Exercise goal:
Rewrite every line of the listing below, changing each "water bottle" to "drink bottle" and keeping everything else the same.

═══ Records shown

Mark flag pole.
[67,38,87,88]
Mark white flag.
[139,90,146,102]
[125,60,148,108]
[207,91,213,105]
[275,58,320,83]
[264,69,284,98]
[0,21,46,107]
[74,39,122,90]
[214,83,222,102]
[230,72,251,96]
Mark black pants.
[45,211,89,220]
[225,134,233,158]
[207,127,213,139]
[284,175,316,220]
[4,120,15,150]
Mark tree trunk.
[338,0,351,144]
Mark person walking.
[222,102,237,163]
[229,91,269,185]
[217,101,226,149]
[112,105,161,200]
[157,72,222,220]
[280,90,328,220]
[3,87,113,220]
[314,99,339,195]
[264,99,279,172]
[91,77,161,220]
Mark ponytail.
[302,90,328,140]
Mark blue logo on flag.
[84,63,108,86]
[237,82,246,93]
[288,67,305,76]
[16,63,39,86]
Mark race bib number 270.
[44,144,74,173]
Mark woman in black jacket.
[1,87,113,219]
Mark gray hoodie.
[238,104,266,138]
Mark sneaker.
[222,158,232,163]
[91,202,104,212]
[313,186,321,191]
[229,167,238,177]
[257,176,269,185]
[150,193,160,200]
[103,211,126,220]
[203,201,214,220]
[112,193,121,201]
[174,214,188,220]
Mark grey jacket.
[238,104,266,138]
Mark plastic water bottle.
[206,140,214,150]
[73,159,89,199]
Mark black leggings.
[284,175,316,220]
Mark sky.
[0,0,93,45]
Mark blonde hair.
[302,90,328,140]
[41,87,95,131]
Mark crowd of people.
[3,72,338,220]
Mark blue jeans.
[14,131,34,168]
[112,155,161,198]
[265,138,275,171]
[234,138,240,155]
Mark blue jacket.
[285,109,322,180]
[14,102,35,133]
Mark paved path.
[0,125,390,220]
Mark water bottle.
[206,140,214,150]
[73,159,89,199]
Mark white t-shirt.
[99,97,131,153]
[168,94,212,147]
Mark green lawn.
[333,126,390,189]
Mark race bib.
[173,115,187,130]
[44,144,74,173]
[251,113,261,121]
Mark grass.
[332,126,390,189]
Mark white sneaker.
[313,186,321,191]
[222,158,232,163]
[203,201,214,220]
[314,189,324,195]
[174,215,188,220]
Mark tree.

══════

Correct answer:
Mark flag pole.
[67,38,87,88]
Mark white flag.
[139,90,146,102]
[125,60,148,108]
[207,91,213,105]
[275,58,320,83]
[264,69,284,98]
[0,21,46,107]
[74,39,122,90]
[214,83,222,102]
[230,72,251,96]
Mark black pants.
[45,211,89,220]
[225,134,233,158]
[207,127,213,139]
[284,175,316,220]
[4,120,15,150]
Mark tree trunk.
[338,0,351,144]
Mark person walking.
[222,102,237,163]
[229,91,269,185]
[217,101,226,149]
[112,105,161,200]
[157,72,222,220]
[280,90,328,220]
[3,87,113,220]
[314,99,339,195]
[264,99,279,172]
[91,77,161,220]
Mark ponytail.
[302,90,328,140]
Mark blue logo on flag.
[84,63,108,86]
[237,82,246,93]
[288,67,305,76]
[16,63,39,86]
Mark race bib number 270.
[44,144,74,173]
Mark woman in black jacket.
[1,87,113,219]
Mark gray hoodie.
[238,104,266,138]
Mark sneaker.
[222,158,232,163]
[91,202,104,212]
[313,186,321,191]
[229,167,238,177]
[257,176,269,185]
[150,193,160,200]
[103,211,126,220]
[203,201,214,220]
[112,193,121,201]
[174,214,188,220]
Mark grey jacket.
[238,104,266,138]
Mark plastic drink bottle.
[206,140,214,150]
[73,159,89,199]
Mark black leggings.
[284,175,316,220]
Mark sky.
[0,0,93,45]
Mark blonde hair.
[302,90,328,140]
[41,87,95,131]
Mark crowd of people.
[3,72,338,220]
Mark blue jeans.
[14,131,34,168]
[112,155,161,198]
[265,138,275,171]
[234,138,240,155]
Mark blue jacket.
[285,109,322,180]
[14,102,35,133]
Mark paved path.
[0,125,390,220]
Mark drink bottle.
[206,140,214,150]
[73,159,89,199]
Mark white t-shirt.
[99,97,131,153]
[168,94,212,147]
Mark green lawn.
[333,126,390,189]
Mark race bib.
[173,115,187,130]
[44,144,74,173]
[251,113,261,121]
Mark grass.
[332,126,390,189]
Mark white sneaker.
[313,186,321,191]
[222,158,232,163]
[203,201,214,220]
[314,189,324,195]
[174,215,188,220]
Mark tree.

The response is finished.